[start of Data shown]
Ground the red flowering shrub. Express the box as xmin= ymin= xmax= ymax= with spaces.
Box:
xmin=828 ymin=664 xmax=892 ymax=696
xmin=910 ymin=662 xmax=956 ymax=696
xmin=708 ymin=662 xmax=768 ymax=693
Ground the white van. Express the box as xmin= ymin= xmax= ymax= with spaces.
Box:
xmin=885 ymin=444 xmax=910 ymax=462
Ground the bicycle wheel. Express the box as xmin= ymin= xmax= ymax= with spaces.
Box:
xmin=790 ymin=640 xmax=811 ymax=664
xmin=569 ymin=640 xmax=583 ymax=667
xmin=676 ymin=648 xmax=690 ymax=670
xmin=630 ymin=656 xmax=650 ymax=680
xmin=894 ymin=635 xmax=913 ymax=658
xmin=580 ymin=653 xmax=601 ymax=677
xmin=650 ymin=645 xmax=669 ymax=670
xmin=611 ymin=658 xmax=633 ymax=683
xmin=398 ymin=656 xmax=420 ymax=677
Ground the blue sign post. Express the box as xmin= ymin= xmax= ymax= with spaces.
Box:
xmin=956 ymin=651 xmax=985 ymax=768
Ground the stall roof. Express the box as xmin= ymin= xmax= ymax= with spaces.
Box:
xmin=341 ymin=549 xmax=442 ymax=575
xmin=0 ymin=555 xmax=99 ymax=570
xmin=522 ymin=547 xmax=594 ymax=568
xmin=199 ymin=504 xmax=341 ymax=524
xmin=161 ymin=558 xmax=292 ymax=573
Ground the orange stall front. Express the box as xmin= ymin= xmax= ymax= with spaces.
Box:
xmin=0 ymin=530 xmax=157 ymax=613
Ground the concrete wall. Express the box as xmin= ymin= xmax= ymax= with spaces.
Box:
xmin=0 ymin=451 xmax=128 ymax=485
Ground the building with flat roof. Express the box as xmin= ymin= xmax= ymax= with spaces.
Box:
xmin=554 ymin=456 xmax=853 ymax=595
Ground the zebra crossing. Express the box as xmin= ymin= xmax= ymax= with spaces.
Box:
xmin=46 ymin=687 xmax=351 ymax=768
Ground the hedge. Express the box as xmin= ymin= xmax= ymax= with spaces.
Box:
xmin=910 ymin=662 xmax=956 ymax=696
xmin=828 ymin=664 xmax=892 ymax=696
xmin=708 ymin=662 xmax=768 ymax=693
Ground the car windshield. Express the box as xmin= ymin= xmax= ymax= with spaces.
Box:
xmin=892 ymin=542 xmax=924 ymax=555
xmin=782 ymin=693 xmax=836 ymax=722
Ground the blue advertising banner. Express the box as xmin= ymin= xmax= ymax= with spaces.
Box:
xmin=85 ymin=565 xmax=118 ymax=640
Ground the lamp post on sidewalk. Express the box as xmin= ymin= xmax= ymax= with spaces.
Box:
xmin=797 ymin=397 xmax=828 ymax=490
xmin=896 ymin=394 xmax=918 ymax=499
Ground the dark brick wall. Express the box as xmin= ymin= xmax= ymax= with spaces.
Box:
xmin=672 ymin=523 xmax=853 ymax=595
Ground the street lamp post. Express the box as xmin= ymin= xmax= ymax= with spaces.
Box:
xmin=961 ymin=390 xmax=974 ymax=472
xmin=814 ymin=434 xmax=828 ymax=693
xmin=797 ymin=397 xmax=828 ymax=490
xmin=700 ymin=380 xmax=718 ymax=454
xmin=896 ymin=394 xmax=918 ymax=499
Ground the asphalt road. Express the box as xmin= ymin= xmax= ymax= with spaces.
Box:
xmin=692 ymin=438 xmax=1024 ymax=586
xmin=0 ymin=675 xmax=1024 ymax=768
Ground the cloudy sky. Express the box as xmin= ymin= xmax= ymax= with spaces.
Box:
[end of Data shown]
Given problem – Please copy out the rows from the line with "Ground the concrete" up to and including the line with "xmin=46 ymin=687 xmax=351 ymax=768", renaming "zebra crossing" as "pedestrian crossing" and leaving everything else unchanged.

Result below –
Ground the concrete wall. Express the box as xmin= ymin= xmax= ymax= with spaces.
Box:
xmin=0 ymin=451 xmax=128 ymax=485
Ground the building with flat roof. Express the box as xmin= ymin= xmax= ymax= with spaces.
Box:
xmin=554 ymin=456 xmax=853 ymax=595
Ground the pedestrian crossing. Express the box as xmin= ymin= xmax= ymax= with spaces.
Box:
xmin=46 ymin=687 xmax=351 ymax=768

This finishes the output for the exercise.